[Records for this exercise — start]

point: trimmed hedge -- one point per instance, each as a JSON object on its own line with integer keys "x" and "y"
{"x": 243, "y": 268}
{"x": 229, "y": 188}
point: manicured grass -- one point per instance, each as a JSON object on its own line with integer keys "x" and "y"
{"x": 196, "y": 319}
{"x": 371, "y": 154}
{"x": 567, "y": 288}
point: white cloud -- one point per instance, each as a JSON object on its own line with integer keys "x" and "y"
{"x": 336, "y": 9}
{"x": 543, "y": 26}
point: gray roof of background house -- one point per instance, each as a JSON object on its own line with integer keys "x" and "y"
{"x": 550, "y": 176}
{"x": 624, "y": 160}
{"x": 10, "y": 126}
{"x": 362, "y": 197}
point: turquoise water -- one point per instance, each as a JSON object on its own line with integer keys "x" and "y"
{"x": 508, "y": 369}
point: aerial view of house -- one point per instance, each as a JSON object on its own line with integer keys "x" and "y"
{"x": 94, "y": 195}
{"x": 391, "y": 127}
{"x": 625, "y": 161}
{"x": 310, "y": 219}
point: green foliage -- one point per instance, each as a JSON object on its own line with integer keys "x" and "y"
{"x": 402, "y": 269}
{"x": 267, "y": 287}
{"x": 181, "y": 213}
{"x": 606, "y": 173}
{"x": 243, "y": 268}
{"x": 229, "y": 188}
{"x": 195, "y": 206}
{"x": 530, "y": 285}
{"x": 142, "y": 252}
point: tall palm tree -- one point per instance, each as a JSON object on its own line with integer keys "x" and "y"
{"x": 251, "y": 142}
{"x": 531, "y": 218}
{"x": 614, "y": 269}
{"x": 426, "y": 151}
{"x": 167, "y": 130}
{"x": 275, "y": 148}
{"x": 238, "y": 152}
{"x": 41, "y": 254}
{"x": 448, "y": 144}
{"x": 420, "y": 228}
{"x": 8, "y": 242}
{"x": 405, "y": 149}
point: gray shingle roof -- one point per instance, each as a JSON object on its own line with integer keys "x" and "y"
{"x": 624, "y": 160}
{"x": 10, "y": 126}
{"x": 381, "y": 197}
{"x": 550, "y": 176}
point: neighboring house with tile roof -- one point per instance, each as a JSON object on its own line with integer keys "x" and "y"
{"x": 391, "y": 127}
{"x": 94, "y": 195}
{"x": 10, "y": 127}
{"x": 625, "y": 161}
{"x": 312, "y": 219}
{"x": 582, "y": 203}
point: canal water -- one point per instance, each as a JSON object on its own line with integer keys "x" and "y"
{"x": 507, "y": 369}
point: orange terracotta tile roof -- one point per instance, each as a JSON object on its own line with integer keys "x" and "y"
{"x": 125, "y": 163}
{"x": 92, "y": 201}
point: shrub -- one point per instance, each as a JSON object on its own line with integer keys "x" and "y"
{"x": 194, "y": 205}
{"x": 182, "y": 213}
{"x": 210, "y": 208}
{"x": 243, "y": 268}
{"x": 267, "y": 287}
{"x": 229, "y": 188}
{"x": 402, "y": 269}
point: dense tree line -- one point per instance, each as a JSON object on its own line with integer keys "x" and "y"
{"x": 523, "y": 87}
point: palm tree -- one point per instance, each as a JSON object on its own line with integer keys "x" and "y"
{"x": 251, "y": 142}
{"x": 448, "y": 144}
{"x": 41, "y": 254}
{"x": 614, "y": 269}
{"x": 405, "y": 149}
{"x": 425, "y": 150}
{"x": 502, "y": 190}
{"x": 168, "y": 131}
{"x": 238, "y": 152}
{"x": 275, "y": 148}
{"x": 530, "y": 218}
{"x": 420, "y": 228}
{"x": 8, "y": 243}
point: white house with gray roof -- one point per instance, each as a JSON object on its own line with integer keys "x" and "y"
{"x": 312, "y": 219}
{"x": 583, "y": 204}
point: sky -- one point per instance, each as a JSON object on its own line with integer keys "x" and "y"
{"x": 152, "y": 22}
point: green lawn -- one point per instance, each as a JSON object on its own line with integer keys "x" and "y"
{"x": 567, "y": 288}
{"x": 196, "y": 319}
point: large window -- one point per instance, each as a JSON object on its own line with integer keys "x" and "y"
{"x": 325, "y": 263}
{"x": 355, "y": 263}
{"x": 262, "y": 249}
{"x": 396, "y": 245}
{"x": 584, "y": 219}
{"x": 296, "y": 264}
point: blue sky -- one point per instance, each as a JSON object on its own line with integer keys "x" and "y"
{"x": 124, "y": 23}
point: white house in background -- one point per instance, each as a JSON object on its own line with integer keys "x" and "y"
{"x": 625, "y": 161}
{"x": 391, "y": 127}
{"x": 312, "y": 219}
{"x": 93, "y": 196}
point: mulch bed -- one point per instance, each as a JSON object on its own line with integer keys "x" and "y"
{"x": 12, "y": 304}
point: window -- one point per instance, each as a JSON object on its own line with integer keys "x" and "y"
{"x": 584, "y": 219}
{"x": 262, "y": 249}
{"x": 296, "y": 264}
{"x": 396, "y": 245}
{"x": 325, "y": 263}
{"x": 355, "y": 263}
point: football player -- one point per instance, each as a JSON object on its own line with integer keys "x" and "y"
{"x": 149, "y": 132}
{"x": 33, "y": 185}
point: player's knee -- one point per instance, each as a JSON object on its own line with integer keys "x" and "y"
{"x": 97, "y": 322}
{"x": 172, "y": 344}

[Records for this exercise — finish]

### Work instructions
Only the lines from the one holding "point: white house in" through the end of the records should appear in the answer, each repeated exactly.

### Result below
point: white house in background -- one point per instance, each as a JSON object on its own line with integer keys "x" and "y"
{"x": 625, "y": 161}
{"x": 391, "y": 127}
{"x": 312, "y": 219}
{"x": 93, "y": 196}
point: mulch bed -- one point per instance, each as a JSON object on its own line with integer keys "x" and "y"
{"x": 12, "y": 304}
point: window -- one point per instance, each as a JSON object on its own line with integer keys "x" and "y"
{"x": 584, "y": 219}
{"x": 262, "y": 249}
{"x": 296, "y": 264}
{"x": 396, "y": 245}
{"x": 325, "y": 263}
{"x": 355, "y": 263}
point: football player -- one point per instance, each as a JSON object on its own line with integer keys "x" and "y"
{"x": 149, "y": 132}
{"x": 33, "y": 185}
point: player's knee -- one point per instance, each as a JSON object on its own line with integer keys "x" and "y"
{"x": 97, "y": 322}
{"x": 172, "y": 344}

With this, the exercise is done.